## SOLICITUD A
Responde según el texto sobre El espejo del mar:
(i) ¿Qué es un barco velero para Conrad?
(ii) ¿Con cuántos amigos fletó Conrad El Tremolina?
(iii) ¿Cómo llama Conrad al Mediterráneo?
## SOLICITUD B
Por favor, cambia "trace" por "draw" en todo lo que va desde la línea de los registros que contiene "target: white cloud" hasta el final de los registros, y deja lo demás igual.

**** PASAJE CITADO ****

El espejo del mar: Porque un barco velero es para Conrad una criatura viva y este libro trata de su relación con esas criaturas, con las gentes que lo gobiernan y con un mar que, como cuenta en un precioso artículo, un día le descubre que su característica es la falta de generosidad, la traición, la crueldad, lo que deja solos e indisolublemente unidos al barco y al marino. De eso habla este libro que, en realidad, trata de la vida y de la muerte. El lector hallará capítulos a cual más admirables, pues es un libro que debe leerse con tiempo y calma. Hallará el relato de la vivencia de un guarda nocturno sobre el barco y el puerto y percibirá cómo "los humores nocturnos de la ciudad descendían desde la calle hasta la orilla durante los tranquilos cuartos de la noche"; vivirá las primeras experiencias del joven Conrad en El Tremolina, el barco fletado con tres amigos con el que se dedica al contrabando a favor de la causa carlista ante las costas españolas; entenderá por qué llama al Mediterráneo el mar de las aventuras clásicas; descubrirá asombrado las relaciones entre el ancla y el lenguaje y, en definitiva, sentirá con su autor por qué "el placer de ver una embarcación pequeña navegar por entre las grandes olas, es cosa que no ofrece duda para aquel cuya alma no tiene morada en tierra". (José María Guelbenzu)

**** DATOS PARA PROCESAR ****

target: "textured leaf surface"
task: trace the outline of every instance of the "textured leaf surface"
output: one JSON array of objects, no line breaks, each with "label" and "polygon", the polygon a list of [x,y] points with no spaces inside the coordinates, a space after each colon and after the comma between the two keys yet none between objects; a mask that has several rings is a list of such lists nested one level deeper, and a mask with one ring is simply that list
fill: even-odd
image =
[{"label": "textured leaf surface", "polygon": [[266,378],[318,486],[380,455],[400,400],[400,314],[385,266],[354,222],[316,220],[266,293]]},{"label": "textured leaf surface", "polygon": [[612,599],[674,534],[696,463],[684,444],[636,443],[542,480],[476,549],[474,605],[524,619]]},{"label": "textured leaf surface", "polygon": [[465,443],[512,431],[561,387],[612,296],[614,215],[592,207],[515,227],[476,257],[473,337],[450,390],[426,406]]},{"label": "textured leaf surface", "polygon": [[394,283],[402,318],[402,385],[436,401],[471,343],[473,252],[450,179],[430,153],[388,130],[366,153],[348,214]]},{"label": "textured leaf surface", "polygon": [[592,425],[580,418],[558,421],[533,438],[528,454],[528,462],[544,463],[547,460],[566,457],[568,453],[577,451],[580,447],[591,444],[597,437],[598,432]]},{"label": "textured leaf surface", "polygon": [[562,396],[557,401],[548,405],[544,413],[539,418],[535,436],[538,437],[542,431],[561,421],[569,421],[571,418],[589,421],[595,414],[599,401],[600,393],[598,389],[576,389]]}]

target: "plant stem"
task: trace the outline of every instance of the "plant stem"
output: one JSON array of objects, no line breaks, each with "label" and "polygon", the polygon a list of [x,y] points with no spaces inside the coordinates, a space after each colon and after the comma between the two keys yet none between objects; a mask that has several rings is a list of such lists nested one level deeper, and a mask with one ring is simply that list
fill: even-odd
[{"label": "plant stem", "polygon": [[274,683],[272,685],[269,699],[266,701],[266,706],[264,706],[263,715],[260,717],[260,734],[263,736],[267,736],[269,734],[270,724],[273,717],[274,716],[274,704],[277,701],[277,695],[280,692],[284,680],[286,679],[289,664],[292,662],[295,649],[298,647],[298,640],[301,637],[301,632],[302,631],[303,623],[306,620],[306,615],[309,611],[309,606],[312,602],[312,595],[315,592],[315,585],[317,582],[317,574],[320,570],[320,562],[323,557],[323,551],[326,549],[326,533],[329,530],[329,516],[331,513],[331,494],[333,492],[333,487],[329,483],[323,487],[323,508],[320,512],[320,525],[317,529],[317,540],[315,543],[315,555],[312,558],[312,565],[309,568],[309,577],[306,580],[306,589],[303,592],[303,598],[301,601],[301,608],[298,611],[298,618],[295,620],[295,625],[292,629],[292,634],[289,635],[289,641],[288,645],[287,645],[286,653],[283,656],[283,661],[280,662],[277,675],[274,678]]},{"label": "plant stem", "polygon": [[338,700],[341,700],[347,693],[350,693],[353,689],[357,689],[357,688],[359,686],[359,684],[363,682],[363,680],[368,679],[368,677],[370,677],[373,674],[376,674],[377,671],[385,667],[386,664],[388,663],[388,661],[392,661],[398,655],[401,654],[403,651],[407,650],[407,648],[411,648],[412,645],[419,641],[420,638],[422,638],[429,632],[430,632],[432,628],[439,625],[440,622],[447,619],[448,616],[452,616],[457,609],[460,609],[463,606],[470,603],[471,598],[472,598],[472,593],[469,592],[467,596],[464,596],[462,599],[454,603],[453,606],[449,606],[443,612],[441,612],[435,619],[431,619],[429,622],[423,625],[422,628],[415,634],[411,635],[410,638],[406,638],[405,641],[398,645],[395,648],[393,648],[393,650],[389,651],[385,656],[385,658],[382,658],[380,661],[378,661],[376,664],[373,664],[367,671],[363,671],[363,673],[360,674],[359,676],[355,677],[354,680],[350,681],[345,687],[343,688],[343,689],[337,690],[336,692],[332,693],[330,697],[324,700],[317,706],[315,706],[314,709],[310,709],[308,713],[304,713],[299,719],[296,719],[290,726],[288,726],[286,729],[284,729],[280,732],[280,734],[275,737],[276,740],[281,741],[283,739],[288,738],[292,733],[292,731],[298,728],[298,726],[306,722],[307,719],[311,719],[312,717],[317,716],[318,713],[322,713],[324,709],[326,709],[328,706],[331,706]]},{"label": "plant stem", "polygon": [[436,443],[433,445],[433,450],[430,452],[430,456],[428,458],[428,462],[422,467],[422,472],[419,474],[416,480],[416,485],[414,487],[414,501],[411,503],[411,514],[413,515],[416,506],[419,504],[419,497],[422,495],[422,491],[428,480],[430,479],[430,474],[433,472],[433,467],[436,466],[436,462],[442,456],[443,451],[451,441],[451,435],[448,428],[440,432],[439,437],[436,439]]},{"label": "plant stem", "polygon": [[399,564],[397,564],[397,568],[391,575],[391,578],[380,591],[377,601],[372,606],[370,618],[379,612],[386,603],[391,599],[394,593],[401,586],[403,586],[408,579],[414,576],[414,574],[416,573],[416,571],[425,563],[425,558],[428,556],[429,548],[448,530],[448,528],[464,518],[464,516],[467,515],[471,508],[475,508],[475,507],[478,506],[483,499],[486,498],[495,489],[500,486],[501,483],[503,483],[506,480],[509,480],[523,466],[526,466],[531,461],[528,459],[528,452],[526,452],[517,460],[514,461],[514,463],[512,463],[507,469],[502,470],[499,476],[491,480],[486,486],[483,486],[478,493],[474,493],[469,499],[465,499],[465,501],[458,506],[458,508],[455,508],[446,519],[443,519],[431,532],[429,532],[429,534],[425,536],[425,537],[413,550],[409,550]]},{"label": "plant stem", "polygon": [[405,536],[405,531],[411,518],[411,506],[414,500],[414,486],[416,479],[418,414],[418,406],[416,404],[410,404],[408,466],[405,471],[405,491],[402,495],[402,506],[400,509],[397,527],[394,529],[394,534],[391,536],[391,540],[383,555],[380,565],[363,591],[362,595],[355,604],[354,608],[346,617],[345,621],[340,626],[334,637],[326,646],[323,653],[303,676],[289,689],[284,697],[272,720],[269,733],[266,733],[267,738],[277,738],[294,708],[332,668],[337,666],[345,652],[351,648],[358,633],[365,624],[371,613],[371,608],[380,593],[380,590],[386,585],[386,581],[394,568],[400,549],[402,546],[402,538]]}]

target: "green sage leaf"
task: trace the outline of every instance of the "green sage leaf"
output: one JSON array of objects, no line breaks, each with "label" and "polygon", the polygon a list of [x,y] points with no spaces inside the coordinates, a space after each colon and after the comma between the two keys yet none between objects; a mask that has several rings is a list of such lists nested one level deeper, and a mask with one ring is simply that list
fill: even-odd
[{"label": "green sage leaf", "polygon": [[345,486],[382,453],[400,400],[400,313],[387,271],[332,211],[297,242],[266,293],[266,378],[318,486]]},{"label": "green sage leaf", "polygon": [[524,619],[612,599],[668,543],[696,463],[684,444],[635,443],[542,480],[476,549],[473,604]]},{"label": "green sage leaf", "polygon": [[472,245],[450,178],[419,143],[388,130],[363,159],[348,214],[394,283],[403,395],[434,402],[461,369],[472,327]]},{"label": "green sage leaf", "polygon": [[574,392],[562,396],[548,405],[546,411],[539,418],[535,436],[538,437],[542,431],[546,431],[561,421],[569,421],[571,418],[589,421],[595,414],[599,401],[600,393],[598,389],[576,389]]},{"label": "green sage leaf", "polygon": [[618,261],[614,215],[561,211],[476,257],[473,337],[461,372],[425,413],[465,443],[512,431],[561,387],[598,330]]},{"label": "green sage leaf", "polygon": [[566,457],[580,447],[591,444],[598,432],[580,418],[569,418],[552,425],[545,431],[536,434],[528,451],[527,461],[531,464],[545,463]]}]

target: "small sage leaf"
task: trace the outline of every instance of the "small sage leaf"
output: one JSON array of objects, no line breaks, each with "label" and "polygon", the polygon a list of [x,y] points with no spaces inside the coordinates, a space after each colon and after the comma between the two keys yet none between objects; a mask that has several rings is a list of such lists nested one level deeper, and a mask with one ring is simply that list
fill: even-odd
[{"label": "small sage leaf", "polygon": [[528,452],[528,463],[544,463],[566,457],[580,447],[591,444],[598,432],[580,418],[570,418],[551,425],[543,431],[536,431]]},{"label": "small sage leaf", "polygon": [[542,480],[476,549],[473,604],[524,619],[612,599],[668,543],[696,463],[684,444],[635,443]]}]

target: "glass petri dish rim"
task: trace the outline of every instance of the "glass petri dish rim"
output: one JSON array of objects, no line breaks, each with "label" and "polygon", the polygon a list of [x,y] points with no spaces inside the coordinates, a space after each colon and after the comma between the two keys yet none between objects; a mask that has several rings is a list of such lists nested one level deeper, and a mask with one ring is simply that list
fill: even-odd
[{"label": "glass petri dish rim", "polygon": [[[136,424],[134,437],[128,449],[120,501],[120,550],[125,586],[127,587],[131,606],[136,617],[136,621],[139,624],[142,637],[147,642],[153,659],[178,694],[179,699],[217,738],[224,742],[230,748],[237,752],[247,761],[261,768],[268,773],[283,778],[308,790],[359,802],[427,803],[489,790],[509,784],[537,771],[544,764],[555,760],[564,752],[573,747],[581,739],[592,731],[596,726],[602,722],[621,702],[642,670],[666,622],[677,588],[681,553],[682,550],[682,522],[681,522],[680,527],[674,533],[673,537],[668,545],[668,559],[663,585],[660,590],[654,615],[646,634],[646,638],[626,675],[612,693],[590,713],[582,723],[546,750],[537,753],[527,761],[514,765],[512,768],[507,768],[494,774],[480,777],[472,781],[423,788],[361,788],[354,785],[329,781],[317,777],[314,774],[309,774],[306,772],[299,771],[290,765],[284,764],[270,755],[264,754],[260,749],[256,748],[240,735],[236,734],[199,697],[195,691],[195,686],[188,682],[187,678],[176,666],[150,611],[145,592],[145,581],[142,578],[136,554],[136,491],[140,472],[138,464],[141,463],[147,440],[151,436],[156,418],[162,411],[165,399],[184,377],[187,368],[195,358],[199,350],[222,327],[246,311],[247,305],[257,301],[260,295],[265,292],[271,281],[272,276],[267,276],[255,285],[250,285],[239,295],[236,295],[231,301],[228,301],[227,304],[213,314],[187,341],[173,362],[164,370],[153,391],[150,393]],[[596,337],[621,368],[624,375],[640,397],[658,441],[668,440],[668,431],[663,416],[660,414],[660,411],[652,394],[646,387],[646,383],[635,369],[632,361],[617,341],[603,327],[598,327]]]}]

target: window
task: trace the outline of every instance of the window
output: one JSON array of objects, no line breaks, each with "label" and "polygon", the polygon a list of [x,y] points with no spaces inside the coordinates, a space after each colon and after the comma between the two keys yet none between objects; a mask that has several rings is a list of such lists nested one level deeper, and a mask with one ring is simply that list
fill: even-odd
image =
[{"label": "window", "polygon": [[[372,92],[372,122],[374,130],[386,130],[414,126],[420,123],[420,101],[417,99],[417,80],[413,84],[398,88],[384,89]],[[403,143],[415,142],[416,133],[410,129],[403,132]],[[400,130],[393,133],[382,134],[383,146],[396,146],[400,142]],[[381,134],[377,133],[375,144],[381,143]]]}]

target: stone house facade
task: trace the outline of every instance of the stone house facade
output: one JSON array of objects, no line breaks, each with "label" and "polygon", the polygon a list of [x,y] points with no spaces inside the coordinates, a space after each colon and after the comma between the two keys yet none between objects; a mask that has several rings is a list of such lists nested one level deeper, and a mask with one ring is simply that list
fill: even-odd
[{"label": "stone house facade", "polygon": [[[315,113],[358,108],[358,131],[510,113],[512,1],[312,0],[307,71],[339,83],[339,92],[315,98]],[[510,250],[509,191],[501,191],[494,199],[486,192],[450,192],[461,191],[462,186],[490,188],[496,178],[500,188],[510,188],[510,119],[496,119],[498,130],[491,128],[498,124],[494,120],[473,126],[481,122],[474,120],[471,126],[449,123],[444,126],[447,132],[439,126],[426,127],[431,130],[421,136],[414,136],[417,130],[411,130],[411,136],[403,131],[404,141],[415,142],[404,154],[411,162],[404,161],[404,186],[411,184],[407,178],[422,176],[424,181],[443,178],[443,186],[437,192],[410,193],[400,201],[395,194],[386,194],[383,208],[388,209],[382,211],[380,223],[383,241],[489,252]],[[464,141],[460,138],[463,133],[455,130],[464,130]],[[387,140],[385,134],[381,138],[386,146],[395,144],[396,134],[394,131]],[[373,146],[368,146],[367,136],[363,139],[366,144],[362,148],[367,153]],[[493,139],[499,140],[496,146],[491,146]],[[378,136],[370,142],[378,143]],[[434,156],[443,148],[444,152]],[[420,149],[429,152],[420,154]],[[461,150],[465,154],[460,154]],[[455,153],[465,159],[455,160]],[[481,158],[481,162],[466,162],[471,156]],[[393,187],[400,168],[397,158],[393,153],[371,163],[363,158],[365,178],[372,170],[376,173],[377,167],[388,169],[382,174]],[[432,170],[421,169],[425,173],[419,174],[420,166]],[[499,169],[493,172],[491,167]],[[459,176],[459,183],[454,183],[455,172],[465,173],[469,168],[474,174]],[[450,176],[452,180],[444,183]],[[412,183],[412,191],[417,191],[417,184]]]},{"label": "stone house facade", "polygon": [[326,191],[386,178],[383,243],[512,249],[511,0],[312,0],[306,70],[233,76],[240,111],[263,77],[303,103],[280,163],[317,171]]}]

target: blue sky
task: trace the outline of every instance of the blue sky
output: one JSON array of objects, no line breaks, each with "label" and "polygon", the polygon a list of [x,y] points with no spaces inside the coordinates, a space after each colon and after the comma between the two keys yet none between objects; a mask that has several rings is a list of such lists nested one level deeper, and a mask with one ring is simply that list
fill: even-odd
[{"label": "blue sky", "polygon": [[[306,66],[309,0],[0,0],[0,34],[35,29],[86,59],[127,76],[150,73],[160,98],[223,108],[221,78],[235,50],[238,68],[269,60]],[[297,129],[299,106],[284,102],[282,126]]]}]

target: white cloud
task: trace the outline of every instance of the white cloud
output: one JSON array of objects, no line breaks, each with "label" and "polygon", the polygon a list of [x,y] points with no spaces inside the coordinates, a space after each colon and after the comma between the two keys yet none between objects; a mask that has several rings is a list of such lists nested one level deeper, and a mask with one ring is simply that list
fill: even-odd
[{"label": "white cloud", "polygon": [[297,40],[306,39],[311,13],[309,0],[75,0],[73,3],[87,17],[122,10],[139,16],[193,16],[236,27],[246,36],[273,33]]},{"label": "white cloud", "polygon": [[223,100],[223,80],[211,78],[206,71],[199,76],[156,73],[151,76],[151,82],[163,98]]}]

****

## RESPUESTA CORRECTA A
(i) Una criatura viva.
(ii) Con tres amigos.
(iii) El mar de las aventuras clásicas.

## RESPUESTA CORRECTA B
target: white cloud
task: draw the outline of every instance of the white cloud
output: one JSON array of objects, no line breaks, each with "label" and "polygon", the polygon a list of [x,y] points with no spaces inside the coordinates, a space after each colon and after the comma between the two keys yet none between objects; a mask that has several rings is a list of such lists nested one level deeper, and a mask with one ring is simply that list
fill: even-odd
[{"label": "white cloud", "polygon": [[297,40],[306,39],[311,13],[309,0],[75,0],[73,3],[87,17],[122,10],[139,16],[193,16],[236,27],[246,36],[273,33]]},{"label": "white cloud", "polygon": [[223,100],[223,80],[211,78],[206,71],[199,76],[156,73],[151,76],[151,82],[163,98]]}]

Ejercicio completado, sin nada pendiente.